→ Task brief
Can you repeat each of the rows below word for word, leaving out the pictures?

→ Materials provided
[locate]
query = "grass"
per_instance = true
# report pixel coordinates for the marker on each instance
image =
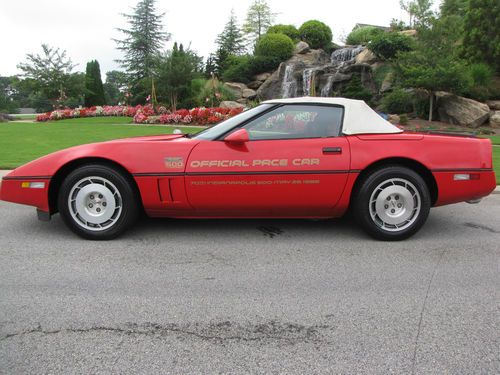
(22, 142)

→ Written reply
[locate]
query = "grass"
per_instance = true
# report pixel coordinates for the marker on each instance
image =
(22, 142)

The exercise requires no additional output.